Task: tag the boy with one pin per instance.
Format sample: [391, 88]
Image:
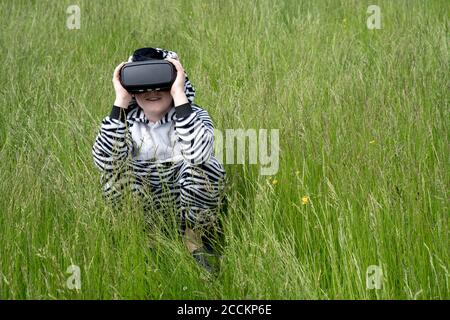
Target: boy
[161, 144]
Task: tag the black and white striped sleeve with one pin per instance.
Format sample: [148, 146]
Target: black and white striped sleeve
[113, 142]
[195, 130]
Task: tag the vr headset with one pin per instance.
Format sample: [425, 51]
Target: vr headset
[141, 76]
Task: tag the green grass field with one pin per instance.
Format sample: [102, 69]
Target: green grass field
[364, 133]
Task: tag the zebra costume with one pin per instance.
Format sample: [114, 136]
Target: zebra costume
[170, 162]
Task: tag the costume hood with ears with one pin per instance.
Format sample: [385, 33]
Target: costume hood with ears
[144, 54]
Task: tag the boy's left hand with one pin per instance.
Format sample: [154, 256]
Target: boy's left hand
[178, 85]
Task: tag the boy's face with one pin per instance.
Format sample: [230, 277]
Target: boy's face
[156, 102]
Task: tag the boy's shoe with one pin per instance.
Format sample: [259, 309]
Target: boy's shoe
[202, 256]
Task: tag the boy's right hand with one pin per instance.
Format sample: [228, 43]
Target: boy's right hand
[123, 97]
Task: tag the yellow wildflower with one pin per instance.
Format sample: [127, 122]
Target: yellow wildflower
[305, 200]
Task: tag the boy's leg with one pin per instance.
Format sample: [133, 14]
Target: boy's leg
[201, 195]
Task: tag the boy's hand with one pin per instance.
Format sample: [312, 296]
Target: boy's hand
[123, 97]
[177, 90]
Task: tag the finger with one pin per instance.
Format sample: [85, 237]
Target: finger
[116, 74]
[176, 63]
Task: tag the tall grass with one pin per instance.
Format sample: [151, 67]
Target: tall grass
[364, 133]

What to work on »
What needs duplicating is the run of lines from the one containing "Task: tag the boy's face" through the last line of the entries above, exact and complete.

Written answer »
Task: tag the boy's face with one pin per instance.
Format sample: [230, 277]
Target: boy's face
[156, 102]
Task: tag the boy's shoe with one pin per instance.
Format sample: [259, 309]
Target: boy's shoe
[202, 256]
Task: tag the boy's right hand with one pin per instance.
Format sample: [228, 43]
Target: boy's right hand
[123, 97]
Task: tag the yellow wildflower with one pin per instance.
Format sample: [127, 122]
Target: yellow wildflower
[305, 200]
Task: tag the boy's leg with one pin per instance.
Format sample: [133, 14]
Target: boy's leg
[201, 195]
Task: tag the boy's hand with one pin per instance.
Format sample: [312, 296]
Target: boy's hand
[123, 97]
[177, 90]
Task: tag the finger with one pin per instance.
Format sample: [85, 237]
Target: finger
[116, 74]
[176, 63]
Task: tag the tall grass with one pin per instance.
Format sample: [151, 67]
Target: tall grass
[364, 133]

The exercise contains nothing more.